WHO announced on February 18, 2022, the first six countries that will accept the technology needed to produce mRNA vaccines, which is an initiative to expand low- and middle-income countries’ capacity to produce vaccines. Statistics from Our World in Data, an online research site of the University of Oxford, presented that 10,603,230,838 doses had been administered globally by February 21, 2022. At the European Union - Africa Union summit held on February 18, 2022, WHO announced six countries including Egypt, Kenya, Nigeria, Senegal, South Africa and Tunisia applied and have been selected as recipients that will receive the technology needed to produce mRNA vaccines. With the support of WHO mRNA technology transfer hub, these countries will have the necessary operating procedures and know-how to manufacture mRNA vaccine at scale and according to international standards to address COVID-19 pandemic in their countries. Depending on infrastructure, workforce and clinical research and regulatory capacity in place, WHO and partners will work with beneficiary countries to make an aid program and put necessary training and support in place so that they can start producing vaccines as soon as possible. This aid initiative is led by the WHO mRNA technology transfer hub which is established to address the COVID-19 emergency and aims at supporting manufacturers in low- and middle-income countries to produce their vaccines and medicines, and diagnostics to address public health emergencies.
In terms of the restrictions taken by countries (regions), there are different levels of measures adopted against COVID-19. Some countries (regions) gradually relaxed their prevention measures while others started new vaccination programs. In America, the US Food and Drug Administration is considering rolling out the fourth dose of COVID-19 vaccine (the second booster) with the earliest schedule being this fall. In Europe, the UK becomes the first western country to remove all pandemic restriction measures with the announcement of the 'Living with COVID-19' plan. The Italian Medicines Agency (AIFA) and its Scientific - Technical Committee (CTS) have completed a primary review of the fourth booster dose for vaccination of vulnerable groups following discussions at a meeting. The Netherlands has announced that most of the pandemic restriction measures will be lifted in phases. From February 18, restaurants and bars will be able to extend their opening hours to 1 am, masks will no longer be compulsory in most public places and outdoor cultural and sporting events will be held as normal. From February 25, people will no longer be required to show proof of COVID-19 vaccination when entering public places, social distances of 1.5 metres will no longer be compulsory and the decision of telecommuting will be made by the employer with employees. However, foreign visitors will still be required to show proof of COVID-19 vaccination or a certificate of recovery from COVID-19 when entering the Netherlands. In Oceania, Australia approved provisional registration of Moderna's mRNA COVID-19 vaccine Spikevax. In Asia, a method of collecting specimens of COVID-19 by simply gargling has been developed in South Korea and a related product has been launched. Combined with a rapid antigen test, people will be examined in a short time, and there is no need to poke cotton swabs up the nose. Japanese Prime Minister Fumio Kishida has announced that the quasi-emergency restrictive measures against the COVID-19 pandemic will be extended from March 6 to 17.

### Exercise
Answer these questions from the COVID-19 update.
(a) Which six countries did WHO select to receive the technology needed to produce mRNA vaccines?
(b) From what date will people in the Netherlands no longer need to show proof of COVID-19 vaccination when entering public places?
(c) What did Australia approve?

(Stored data entries)
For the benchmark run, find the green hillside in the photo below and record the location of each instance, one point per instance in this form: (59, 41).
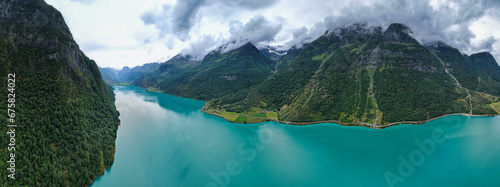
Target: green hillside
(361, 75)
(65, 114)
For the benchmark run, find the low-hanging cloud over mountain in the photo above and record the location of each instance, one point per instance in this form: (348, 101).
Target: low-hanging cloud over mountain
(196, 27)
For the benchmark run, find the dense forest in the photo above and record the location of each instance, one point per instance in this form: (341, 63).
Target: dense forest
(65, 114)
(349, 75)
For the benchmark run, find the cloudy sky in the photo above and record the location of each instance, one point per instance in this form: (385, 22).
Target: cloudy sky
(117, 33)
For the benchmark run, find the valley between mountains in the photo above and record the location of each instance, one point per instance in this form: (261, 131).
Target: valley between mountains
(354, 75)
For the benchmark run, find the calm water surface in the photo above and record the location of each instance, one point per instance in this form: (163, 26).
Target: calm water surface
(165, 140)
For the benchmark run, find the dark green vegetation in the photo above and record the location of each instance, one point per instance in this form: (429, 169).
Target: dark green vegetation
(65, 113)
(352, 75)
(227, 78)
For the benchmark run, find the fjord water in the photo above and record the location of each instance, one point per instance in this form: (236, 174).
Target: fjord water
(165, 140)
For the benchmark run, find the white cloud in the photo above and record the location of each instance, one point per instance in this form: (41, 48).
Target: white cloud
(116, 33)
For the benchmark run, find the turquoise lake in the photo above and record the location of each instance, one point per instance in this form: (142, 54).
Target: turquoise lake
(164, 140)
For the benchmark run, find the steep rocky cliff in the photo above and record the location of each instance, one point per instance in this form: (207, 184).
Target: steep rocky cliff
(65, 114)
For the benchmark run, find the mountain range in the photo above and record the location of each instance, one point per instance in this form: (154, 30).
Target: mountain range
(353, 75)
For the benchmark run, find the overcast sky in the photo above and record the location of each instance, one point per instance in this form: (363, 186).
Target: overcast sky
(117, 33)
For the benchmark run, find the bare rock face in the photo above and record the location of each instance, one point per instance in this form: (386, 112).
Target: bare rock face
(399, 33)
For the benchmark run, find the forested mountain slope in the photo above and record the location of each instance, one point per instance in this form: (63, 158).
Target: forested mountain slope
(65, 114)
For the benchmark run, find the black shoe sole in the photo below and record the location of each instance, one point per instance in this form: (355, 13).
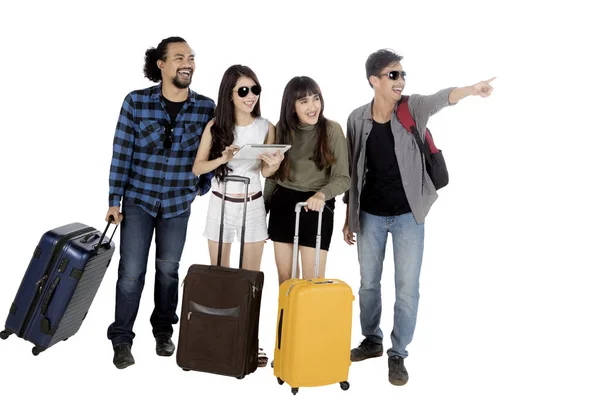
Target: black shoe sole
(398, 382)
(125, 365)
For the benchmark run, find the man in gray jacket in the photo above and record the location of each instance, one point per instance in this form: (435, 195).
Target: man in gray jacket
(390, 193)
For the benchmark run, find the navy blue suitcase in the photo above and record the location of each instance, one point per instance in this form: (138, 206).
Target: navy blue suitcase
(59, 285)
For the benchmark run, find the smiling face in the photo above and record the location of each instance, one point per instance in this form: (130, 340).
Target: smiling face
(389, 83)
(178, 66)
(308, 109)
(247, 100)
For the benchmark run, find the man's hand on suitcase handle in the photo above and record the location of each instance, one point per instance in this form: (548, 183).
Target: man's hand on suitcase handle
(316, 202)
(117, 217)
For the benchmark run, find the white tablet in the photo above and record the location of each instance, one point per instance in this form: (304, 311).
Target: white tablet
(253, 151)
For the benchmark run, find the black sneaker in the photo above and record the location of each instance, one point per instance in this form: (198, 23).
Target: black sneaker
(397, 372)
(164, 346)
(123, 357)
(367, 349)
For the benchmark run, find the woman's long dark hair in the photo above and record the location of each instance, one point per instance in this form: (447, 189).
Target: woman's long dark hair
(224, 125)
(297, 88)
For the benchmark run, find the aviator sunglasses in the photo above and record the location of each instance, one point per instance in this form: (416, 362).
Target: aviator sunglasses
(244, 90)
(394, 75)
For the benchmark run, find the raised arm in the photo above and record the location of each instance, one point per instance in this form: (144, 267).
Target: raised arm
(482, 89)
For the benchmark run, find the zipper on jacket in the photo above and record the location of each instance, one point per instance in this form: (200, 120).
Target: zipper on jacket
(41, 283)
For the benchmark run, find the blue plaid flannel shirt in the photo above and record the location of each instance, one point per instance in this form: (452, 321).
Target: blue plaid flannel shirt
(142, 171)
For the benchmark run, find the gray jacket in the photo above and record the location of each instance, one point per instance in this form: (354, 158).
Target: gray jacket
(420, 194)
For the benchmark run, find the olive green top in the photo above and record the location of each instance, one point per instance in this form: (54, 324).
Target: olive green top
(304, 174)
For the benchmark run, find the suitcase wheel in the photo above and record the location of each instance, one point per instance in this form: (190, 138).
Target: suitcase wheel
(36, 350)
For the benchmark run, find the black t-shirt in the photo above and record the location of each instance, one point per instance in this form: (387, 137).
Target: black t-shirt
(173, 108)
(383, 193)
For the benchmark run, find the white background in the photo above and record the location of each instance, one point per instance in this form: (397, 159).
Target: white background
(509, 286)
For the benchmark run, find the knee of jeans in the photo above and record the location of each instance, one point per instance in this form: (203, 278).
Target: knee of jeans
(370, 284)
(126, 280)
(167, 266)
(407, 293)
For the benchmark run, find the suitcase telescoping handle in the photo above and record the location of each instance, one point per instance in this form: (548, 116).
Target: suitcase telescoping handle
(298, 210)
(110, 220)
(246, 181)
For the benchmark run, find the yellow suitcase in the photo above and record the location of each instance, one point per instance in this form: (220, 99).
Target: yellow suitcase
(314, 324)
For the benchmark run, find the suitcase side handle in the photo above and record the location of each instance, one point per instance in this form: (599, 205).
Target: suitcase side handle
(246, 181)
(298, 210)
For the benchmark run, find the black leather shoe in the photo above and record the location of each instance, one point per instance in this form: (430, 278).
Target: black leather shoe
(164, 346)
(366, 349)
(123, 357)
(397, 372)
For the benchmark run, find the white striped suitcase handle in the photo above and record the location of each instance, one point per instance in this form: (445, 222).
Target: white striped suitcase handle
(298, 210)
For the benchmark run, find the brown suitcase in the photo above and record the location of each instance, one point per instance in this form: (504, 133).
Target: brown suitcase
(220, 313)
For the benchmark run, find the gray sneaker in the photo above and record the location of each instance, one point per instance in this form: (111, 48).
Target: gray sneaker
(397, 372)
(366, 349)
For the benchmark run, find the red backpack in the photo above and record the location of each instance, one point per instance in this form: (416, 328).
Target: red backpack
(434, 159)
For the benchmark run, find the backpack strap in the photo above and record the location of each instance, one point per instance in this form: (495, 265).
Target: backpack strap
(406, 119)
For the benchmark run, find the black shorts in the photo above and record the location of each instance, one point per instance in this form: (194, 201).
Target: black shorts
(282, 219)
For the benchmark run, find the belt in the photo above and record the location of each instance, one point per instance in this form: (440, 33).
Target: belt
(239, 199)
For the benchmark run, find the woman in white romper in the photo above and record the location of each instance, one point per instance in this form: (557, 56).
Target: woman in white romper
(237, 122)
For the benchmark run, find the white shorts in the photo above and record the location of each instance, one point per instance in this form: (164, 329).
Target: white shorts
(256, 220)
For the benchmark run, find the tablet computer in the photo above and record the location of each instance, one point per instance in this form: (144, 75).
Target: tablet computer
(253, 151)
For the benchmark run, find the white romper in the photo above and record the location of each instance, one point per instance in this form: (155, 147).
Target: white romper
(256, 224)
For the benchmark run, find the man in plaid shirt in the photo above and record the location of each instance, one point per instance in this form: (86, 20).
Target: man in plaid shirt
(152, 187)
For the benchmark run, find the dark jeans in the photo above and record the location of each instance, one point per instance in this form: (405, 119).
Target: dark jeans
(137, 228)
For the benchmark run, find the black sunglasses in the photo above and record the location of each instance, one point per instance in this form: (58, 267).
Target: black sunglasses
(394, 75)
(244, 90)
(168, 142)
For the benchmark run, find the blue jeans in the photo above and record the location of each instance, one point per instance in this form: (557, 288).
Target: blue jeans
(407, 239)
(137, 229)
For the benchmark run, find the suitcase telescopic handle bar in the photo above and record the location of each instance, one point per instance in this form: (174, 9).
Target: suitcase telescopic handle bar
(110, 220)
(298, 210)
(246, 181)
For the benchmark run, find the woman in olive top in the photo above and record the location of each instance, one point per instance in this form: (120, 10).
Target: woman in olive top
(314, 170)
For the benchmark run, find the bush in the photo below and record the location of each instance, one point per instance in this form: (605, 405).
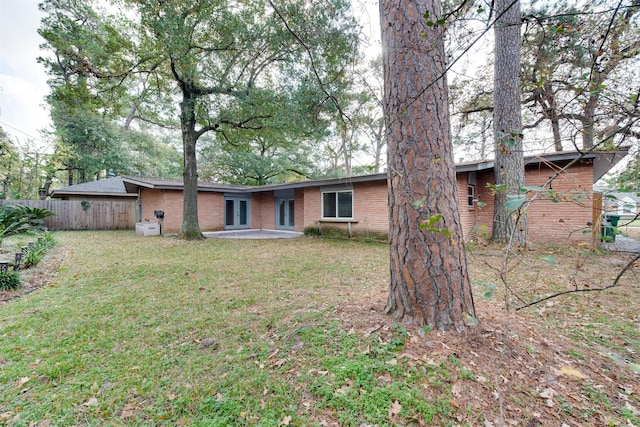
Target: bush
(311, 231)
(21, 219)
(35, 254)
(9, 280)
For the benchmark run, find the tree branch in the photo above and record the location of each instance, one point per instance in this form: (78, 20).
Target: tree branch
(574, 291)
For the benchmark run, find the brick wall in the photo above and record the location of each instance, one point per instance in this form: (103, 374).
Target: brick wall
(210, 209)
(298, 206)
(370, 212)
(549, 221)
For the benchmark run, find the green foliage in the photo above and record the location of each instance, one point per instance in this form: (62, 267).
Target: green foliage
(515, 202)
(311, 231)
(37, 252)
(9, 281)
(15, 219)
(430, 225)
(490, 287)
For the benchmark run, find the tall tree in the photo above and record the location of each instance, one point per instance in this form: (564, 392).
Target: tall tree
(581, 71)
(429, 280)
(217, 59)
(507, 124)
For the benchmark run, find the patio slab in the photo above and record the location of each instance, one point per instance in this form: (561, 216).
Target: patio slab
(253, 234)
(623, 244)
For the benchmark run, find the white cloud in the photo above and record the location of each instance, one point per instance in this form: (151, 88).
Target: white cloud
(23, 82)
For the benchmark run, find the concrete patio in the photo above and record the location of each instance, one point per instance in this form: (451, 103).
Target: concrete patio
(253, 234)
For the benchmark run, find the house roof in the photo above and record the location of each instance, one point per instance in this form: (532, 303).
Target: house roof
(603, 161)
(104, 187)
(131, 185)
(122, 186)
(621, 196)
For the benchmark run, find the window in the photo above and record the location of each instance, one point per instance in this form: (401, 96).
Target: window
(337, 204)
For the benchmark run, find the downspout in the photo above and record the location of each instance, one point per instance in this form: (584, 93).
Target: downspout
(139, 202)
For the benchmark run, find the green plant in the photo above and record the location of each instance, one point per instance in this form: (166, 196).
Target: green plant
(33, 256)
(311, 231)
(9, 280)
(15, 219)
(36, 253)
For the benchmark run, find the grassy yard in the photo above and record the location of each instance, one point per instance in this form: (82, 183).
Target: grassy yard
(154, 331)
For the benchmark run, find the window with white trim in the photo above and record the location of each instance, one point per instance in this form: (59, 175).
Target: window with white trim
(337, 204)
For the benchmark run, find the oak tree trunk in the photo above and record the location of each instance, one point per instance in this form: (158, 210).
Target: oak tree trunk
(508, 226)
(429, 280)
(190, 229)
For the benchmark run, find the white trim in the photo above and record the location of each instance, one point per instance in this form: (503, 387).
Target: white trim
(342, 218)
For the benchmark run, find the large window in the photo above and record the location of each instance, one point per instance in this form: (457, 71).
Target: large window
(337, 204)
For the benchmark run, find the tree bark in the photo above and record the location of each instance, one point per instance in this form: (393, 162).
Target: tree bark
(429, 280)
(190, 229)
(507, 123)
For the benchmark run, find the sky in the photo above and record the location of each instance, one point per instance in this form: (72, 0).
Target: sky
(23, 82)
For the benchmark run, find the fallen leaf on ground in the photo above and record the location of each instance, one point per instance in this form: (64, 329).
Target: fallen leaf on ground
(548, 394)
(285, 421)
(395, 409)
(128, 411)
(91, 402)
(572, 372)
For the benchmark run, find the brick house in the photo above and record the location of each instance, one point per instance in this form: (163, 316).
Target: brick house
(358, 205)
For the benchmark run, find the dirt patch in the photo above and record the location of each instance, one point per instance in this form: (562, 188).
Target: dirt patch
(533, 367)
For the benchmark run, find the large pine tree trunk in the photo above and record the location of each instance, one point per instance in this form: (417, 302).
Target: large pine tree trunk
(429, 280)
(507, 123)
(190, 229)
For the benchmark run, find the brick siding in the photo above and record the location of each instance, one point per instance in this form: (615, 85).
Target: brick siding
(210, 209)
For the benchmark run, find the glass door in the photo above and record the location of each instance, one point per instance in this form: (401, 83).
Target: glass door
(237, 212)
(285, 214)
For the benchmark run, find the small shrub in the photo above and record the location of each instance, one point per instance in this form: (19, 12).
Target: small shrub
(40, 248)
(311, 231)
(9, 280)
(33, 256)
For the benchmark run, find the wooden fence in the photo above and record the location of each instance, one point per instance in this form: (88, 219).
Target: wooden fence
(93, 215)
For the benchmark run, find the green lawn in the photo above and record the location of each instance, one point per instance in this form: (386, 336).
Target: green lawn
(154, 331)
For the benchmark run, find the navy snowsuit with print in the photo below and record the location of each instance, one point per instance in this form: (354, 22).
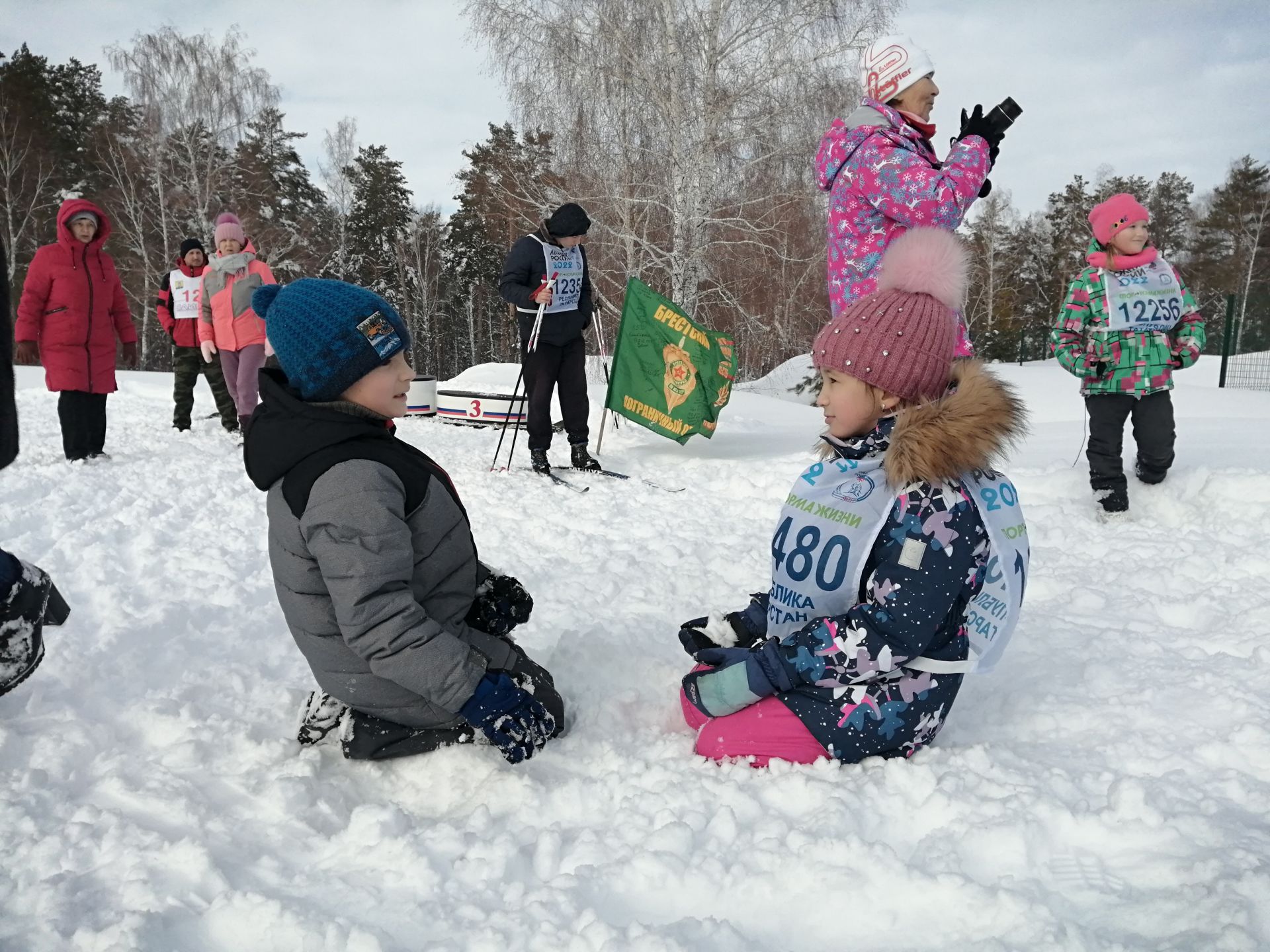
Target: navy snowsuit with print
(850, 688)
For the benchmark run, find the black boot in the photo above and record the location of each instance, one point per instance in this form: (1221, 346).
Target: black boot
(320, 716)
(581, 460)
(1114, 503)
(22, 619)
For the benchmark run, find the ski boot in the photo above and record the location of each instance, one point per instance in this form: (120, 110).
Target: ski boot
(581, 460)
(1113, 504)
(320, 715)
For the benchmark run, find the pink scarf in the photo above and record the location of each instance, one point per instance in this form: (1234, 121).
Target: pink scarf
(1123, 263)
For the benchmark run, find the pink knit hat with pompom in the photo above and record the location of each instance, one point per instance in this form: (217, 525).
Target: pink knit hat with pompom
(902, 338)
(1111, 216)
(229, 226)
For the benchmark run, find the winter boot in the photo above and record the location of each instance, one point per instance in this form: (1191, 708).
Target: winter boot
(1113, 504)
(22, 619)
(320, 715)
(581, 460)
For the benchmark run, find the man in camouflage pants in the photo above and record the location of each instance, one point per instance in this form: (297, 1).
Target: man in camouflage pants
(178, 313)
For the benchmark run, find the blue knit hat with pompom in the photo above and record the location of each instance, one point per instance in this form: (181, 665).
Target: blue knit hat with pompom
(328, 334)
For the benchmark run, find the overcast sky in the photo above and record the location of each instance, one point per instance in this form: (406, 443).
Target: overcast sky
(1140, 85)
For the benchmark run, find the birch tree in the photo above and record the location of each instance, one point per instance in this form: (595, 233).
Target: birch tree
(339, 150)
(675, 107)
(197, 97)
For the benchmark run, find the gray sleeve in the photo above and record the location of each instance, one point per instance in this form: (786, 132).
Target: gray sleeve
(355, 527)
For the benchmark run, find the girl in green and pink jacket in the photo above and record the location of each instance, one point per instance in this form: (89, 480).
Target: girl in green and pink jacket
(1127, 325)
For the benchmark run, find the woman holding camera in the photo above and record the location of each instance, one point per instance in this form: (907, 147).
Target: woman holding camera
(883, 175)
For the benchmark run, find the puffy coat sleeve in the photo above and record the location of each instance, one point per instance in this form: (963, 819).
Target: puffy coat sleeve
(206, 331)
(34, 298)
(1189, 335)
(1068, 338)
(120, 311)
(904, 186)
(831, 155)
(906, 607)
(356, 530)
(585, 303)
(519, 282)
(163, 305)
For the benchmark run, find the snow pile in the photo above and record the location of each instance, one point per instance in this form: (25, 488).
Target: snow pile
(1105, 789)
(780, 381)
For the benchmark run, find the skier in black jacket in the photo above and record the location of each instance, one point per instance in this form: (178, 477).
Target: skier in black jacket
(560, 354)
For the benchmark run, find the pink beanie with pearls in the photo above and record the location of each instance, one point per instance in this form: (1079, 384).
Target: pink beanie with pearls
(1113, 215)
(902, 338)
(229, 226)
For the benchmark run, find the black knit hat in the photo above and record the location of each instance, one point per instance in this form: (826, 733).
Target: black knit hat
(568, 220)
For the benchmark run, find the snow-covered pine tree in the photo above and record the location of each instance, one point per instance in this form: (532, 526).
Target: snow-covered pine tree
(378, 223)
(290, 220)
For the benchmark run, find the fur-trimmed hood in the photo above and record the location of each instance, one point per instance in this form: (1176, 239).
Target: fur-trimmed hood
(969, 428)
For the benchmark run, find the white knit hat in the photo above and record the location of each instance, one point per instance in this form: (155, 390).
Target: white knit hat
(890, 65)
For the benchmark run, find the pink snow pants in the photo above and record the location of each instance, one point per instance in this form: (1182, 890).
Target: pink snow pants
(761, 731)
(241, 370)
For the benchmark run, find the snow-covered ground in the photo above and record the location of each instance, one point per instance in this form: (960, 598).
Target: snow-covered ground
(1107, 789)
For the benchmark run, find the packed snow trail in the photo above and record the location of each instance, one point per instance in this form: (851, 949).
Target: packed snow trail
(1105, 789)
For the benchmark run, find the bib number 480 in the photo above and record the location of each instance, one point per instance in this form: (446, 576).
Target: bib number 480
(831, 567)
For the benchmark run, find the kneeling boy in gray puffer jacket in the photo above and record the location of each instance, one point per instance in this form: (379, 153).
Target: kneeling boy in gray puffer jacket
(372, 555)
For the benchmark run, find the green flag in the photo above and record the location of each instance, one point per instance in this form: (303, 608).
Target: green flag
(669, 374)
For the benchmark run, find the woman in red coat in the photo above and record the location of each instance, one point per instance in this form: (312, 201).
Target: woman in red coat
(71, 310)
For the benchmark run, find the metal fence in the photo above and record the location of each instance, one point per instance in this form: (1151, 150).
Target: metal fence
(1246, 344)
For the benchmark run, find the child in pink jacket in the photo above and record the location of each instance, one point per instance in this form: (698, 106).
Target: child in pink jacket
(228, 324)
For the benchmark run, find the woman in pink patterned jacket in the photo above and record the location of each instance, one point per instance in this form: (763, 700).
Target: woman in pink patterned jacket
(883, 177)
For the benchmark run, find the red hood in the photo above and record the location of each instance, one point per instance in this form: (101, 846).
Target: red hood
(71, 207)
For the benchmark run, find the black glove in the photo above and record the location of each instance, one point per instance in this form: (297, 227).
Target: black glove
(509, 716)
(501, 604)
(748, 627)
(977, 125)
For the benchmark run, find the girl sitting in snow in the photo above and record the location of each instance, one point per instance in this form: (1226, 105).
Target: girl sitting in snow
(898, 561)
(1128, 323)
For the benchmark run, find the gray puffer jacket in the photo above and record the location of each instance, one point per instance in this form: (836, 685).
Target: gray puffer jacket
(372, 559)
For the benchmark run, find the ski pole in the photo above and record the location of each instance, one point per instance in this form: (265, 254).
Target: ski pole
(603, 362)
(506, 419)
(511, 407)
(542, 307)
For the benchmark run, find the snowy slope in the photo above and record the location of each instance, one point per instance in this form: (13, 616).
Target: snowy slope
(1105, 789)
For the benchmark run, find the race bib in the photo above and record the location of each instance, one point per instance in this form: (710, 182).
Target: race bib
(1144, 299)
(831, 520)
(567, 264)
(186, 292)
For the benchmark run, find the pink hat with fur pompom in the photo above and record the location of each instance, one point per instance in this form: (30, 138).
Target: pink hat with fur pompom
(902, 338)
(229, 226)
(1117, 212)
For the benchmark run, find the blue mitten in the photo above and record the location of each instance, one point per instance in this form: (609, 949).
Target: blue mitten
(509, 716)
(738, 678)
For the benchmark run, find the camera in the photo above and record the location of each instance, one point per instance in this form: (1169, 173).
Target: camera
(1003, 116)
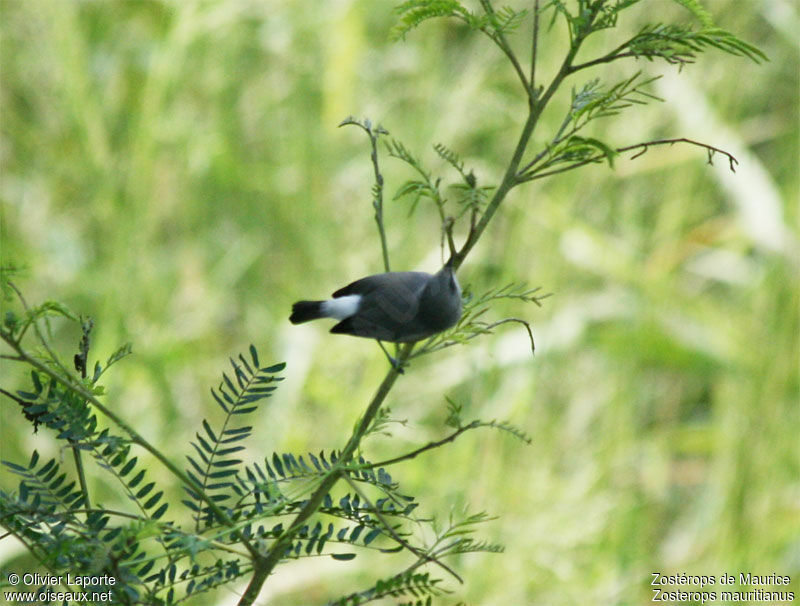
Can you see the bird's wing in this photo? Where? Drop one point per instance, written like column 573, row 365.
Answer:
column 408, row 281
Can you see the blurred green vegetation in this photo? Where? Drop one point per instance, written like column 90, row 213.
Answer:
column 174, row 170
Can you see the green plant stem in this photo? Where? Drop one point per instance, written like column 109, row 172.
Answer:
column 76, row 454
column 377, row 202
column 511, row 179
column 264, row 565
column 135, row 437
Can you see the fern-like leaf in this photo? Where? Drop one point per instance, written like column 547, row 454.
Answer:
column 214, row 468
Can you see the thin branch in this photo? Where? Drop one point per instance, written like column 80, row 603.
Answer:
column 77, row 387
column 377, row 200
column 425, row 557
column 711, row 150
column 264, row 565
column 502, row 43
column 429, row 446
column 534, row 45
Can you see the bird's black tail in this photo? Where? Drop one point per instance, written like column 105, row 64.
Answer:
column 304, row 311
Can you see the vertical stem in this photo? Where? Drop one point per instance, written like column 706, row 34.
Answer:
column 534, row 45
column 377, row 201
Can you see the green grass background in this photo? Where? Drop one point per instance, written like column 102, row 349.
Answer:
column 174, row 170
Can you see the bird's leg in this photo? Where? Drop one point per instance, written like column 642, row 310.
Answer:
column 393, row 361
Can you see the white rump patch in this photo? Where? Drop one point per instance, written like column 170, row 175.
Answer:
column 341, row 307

### Final answer
(a) Egypt, Kenya, Nigeria, Senegal, South Africa and Tunisia
(b) February 25
(c) Provisional registration of Moderna's mRNA COVID-19 vaccine Spikevax